* _Selected extract_:

Now the second stage of the programme is ready to begin with the start of work to develop fields in Yakutia and Irkutsk Region – the fields of Chayanda and Kovykta. These are international-level fields in terms of their reserves. I remind you that we agreed that once the work there begins, we will carry out our plans to develop new transport possibilities and build at least two new pipeline systems.

I also remind you that we agreed that the gas from these fields would go primarily for domestic needs, but given that these deposits have huge reserves – we have 3.5 trillion cubic metres of gas overall here – we could also set up another export centre focused on the Asia-Pacific region, an area in which we should concentrate above all on developing liquefied natural gas exports. Let me remind you that we are developing shipbuilding capacity in the Far East with a view to placing orders for gas transport ships at Russian shipyards.

I would like to hear from you now on the situation with the second stage of work, and what Gazprom plans to do and when. Go ahead.

GAZPROM CEO ALEXEI MILLER: Mr President, Gazprom is working steadily on carrying out the Eastern Gas Programme. We have established two production centres on Kamchatka and Sakhalin and have built two mainline gas pipelines – the Sobolevo-Petropavlovsk-Kamchatsky pipeline, and the Sakhalin-Khabarovsk-Vladivostok pipeline. 

Gazprom is continuing its work on Sakhalin. In 2013, a new field, the Kirinskoye field, will come into operation. This field is unique in that production there will be carried out using the bottom-sediment layer production method for the first time in Russia. Of course, Mr President, now that the work on developing the Sakhalin and Kamchatka fields is underway, we will set our sights on carrying out the second stage of the programme and developing new gas production centres, above all in Yakutia and Irkutsk region.

VLADIMIR PUTIN: Kovykta is in Irkutsk and the gas production centre in Yakutia is Chayanda?

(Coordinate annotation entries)
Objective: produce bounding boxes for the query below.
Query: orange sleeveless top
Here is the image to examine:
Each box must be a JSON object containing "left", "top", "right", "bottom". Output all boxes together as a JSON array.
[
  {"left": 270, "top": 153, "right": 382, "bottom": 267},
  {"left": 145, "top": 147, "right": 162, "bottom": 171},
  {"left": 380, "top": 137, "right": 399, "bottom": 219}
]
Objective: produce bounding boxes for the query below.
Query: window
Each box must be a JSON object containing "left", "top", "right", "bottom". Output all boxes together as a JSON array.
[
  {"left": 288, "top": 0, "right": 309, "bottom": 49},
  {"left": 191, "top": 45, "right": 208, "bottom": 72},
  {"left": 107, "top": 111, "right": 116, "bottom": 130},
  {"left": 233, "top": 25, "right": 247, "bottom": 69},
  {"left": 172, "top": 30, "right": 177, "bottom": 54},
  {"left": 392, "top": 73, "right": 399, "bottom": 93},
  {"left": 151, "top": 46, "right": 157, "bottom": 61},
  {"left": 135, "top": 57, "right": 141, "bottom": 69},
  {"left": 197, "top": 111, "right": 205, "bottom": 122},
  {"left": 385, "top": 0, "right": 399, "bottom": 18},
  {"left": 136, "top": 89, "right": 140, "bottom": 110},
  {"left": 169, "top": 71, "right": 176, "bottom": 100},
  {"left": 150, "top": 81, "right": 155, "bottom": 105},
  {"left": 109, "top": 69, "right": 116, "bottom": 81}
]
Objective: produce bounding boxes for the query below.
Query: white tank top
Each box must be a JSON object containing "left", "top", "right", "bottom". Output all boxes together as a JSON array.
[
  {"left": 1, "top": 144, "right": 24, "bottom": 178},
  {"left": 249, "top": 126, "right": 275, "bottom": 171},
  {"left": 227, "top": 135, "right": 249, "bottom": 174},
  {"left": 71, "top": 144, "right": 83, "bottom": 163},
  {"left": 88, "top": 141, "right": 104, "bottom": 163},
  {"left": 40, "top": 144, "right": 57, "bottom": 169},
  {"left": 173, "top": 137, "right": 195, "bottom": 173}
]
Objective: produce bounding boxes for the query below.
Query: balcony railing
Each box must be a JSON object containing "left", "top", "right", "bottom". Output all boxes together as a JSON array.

* _Given instruction_: Copy the passage of the gas-fields transcript that begins with the words "I also remind" and ends after "when. Go ahead.", changing "liquefied natural gas" to "LNG".

* _Response to this exercise_:
I also remind you that we agreed that the gas from these fields would go primarily for domestic needs, but given that these deposits have huge reserves – we have 3.5 trillion cubic metres of gas overall here – we could also set up another export centre focused on the Asia-Pacific region, an area in which we should concentrate above all on developing LNG exports. Let me remind you that we are developing shipbuilding capacity in the Far East with a view to placing orders for gas transport ships at Russian shipyards.

I would like to hear from you now on the situation with the second stage of work, and what Gazprom plans to do and when. Go ahead.